#### Document:
-- BEGIN --
Multi-level Marketing Plans and Schemes of Pyramid Selling
A multi‑level marketing (MLM) plan is a legal business model for selling goods and services. A scheme of pyramid selling, on the other hand, is illegal under the Competition Act.
Multi‑level marketing plans can be legitimate
An MLM plan promotes the supply of a product to participants in the plan. Participants earn compensation based on supplying products to other participants and/ or customers. A legitimate MLM plan has three or more levels of participants.
It is illegal for operators or participants in an MLM plan to make any representations about compensation, unless the representations constitute or include fair, reasonable and timely disclosure to prospective participants of the amount of money actually or likely earned by a typical participant.
Pyramid selling is a criminal offence
A scheme of pyramid selling focuses primarily on generating profits by recruiting others and not from the sale of products. These schemes may offer products; however, the products may have very little value or the plan may offer limited incentives for their sale.
It is a criminal offence to establish, operate, advertise or promote a scheme of pyramid selling.
To learn more, see our Enforcement Guidelines on Multi‑level Marketing Plans and Schemes of Pyramid Selling on the Bureau’s website.
The Competition Bureau, as an independent law enforcement agency, ensures that Canadian businesses and consumers prosper in a competitive and innovative marketplace.
Headed by the Commissioner of Competition, the Bureau is responsible for the administration and enforcement of the Competition Act, the Consumer Packaging and Labelling Act, the Textile Labelling Act and the Precious Metals Marking Act.
-- END --
#### Excerpted records:
-- BEGIN --
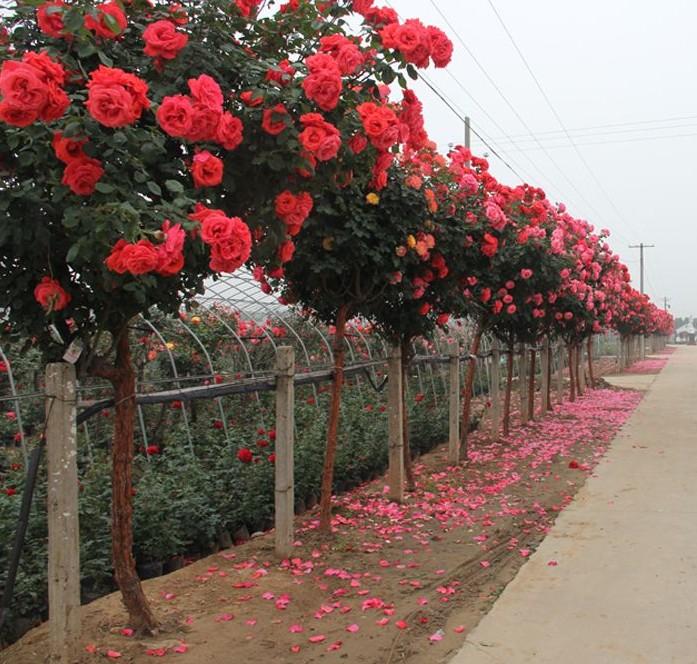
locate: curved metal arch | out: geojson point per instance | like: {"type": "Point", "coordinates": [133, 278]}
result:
{"type": "Point", "coordinates": [176, 376]}
{"type": "Point", "coordinates": [202, 346]}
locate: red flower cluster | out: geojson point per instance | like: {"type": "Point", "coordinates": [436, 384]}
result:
{"type": "Point", "coordinates": [49, 17]}
{"type": "Point", "coordinates": [51, 295]}
{"type": "Point", "coordinates": [275, 120]}
{"type": "Point", "coordinates": [323, 83]}
{"type": "Point", "coordinates": [293, 209]}
{"type": "Point", "coordinates": [162, 40]}
{"type": "Point", "coordinates": [380, 124]}
{"type": "Point", "coordinates": [98, 23]}
{"type": "Point", "coordinates": [143, 257]}
{"type": "Point", "coordinates": [207, 170]}
{"type": "Point", "coordinates": [320, 139]}
{"type": "Point", "coordinates": [346, 53]}
{"type": "Point", "coordinates": [228, 237]}
{"type": "Point", "coordinates": [417, 43]}
{"type": "Point", "coordinates": [32, 90]}
{"type": "Point", "coordinates": [116, 98]}
{"type": "Point", "coordinates": [200, 117]}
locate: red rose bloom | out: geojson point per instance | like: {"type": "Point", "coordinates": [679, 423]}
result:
{"type": "Point", "coordinates": [67, 149]}
{"type": "Point", "coordinates": [175, 116]}
{"type": "Point", "coordinates": [207, 170]}
{"type": "Point", "coordinates": [245, 455]}
{"type": "Point", "coordinates": [320, 138]}
{"type": "Point", "coordinates": [51, 22]}
{"type": "Point", "coordinates": [97, 23]}
{"type": "Point", "coordinates": [229, 131]}
{"type": "Point", "coordinates": [140, 258]}
{"type": "Point", "coordinates": [116, 98]}
{"type": "Point", "coordinates": [206, 91]}
{"type": "Point", "coordinates": [82, 174]}
{"type": "Point", "coordinates": [51, 295]}
{"type": "Point", "coordinates": [275, 120]}
{"type": "Point", "coordinates": [163, 41]}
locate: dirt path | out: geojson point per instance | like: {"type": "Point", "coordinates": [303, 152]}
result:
{"type": "Point", "coordinates": [625, 587]}
{"type": "Point", "coordinates": [398, 583]}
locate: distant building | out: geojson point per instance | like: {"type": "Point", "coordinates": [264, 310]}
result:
{"type": "Point", "coordinates": [687, 334]}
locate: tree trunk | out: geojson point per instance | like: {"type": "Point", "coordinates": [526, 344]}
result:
{"type": "Point", "coordinates": [469, 383]}
{"type": "Point", "coordinates": [591, 377]}
{"type": "Point", "coordinates": [531, 386]}
{"type": "Point", "coordinates": [325, 514]}
{"type": "Point", "coordinates": [408, 468]}
{"type": "Point", "coordinates": [572, 378]}
{"type": "Point", "coordinates": [140, 614]}
{"type": "Point", "coordinates": [507, 395]}
{"type": "Point", "coordinates": [550, 407]}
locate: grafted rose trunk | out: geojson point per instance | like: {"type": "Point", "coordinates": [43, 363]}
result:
{"type": "Point", "coordinates": [325, 514]}
{"type": "Point", "coordinates": [572, 377]}
{"type": "Point", "coordinates": [469, 384]}
{"type": "Point", "coordinates": [408, 467]}
{"type": "Point", "coordinates": [140, 614]}
{"type": "Point", "coordinates": [549, 377]}
{"type": "Point", "coordinates": [531, 385]}
{"type": "Point", "coordinates": [509, 390]}
{"type": "Point", "coordinates": [591, 376]}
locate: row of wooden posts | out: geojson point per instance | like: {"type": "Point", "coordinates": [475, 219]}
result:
{"type": "Point", "coordinates": [61, 438]}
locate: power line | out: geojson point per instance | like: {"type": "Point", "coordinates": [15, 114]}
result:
{"type": "Point", "coordinates": [605, 126]}
{"type": "Point", "coordinates": [636, 139]}
{"type": "Point", "coordinates": [552, 108]}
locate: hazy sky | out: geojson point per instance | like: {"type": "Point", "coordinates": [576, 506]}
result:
{"type": "Point", "coordinates": [629, 64]}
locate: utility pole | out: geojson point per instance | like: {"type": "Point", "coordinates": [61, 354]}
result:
{"type": "Point", "coordinates": [641, 248]}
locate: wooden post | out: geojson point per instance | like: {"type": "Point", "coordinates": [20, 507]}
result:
{"type": "Point", "coordinates": [285, 431]}
{"type": "Point", "coordinates": [454, 403]}
{"type": "Point", "coordinates": [545, 376]}
{"type": "Point", "coordinates": [495, 394]}
{"type": "Point", "coordinates": [522, 384]}
{"type": "Point", "coordinates": [560, 372]}
{"type": "Point", "coordinates": [63, 524]}
{"type": "Point", "coordinates": [395, 433]}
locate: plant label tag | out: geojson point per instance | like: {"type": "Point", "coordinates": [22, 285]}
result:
{"type": "Point", "coordinates": [72, 355]}
{"type": "Point", "coordinates": [55, 334]}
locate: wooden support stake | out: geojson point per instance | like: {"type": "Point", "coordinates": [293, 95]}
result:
{"type": "Point", "coordinates": [495, 388]}
{"type": "Point", "coordinates": [560, 372]}
{"type": "Point", "coordinates": [523, 384]}
{"type": "Point", "coordinates": [454, 403]}
{"type": "Point", "coordinates": [285, 431]}
{"type": "Point", "coordinates": [63, 523]}
{"type": "Point", "coordinates": [395, 434]}
{"type": "Point", "coordinates": [545, 377]}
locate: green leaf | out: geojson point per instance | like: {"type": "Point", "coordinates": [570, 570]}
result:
{"type": "Point", "coordinates": [174, 186]}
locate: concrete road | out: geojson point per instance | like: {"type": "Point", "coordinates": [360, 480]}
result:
{"type": "Point", "coordinates": [624, 590]}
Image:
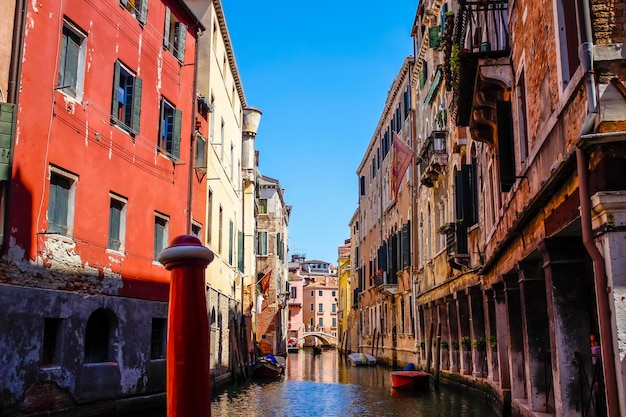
-- END --
#### Directives:
A: Pull out the passage of the page on multi-level marketing and pyramid selling that runs between "It is illegal" and "the Bureau’s website.", inclusive.
B: Condense the paragraph of the page on multi-level marketing and pyramid selling that begins "A scheme of pyramid selling focuses primarily" into a shorter version that keeps its main facts.
Answer the tasks from the page on multi-level marketing and pyramid selling alone, without using the records.

#### The results:
A:
It is illegal for operators or participants in an MLM plan to make any representations about compensation, unless the representations constitute or include fair, reasonable and timely disclosure to prospective participants of the amount of money actually or likely earned by a typical participant.
Pyramid selling is a criminal offence
A scheme of pyramid selling focuses primarily on generating profits by recruiting others and not from the sale of products. These schemes may offer products; however, the products may have very little value or the plan may offer limited incentives for their sale.
It is a criminal offence to establish, operate, advertise or promote a scheme of pyramid selling.
To learn more, see our Enforcement Guidelines on Multi‑level Marketing Plans and Schemes of Pyramid Selling on the Bureau’s website.

B: A pyramid selling scheme makes its profits mainly from recruiting others rather than from selling products. Any products it offers may have little value, or the scheme may give few incentives to sell them.